ABOUT THIS TASK: I'd like the line containing "hey real quick — spot the light" and every line below it, to the end of the material, repeated exactly and with nothing else.

RECORDS SUPPLIED:
● ● ● ●

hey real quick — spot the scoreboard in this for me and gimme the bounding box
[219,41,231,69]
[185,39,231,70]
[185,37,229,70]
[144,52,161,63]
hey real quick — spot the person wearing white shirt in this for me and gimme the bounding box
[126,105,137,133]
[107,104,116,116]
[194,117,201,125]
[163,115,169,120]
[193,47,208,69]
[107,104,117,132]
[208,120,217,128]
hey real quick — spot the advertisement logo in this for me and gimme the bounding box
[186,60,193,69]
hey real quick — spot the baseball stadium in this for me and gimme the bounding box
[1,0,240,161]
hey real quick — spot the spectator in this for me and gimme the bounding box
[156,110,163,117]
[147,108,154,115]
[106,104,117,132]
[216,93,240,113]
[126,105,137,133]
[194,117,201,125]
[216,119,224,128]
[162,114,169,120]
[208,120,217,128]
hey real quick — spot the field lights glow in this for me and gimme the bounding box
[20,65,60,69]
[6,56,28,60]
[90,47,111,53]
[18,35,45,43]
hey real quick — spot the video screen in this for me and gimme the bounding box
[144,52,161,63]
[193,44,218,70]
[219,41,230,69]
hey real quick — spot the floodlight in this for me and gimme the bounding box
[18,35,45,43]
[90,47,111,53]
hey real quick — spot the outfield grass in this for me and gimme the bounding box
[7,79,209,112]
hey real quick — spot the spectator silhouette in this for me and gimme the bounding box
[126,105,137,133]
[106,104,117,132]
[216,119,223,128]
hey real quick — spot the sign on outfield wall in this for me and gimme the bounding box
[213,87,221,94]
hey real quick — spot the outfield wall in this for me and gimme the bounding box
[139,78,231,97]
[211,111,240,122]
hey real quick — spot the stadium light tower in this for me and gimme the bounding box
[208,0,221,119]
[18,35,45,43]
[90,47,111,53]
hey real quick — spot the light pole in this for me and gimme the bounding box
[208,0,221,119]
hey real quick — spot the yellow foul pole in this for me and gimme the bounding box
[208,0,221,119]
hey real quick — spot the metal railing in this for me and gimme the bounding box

● ● ● ●

SOLUTION TO THIS PROBLEM:
hey real quick — spot the light pole in this for me and gimme the bounding box
[208,0,221,119]
hey real quick — spot the yellow foul pole in this for me and gimme the bounding box
[208,0,221,119]
hey real quick — spot the metal railing in this for me and gimme the bounding box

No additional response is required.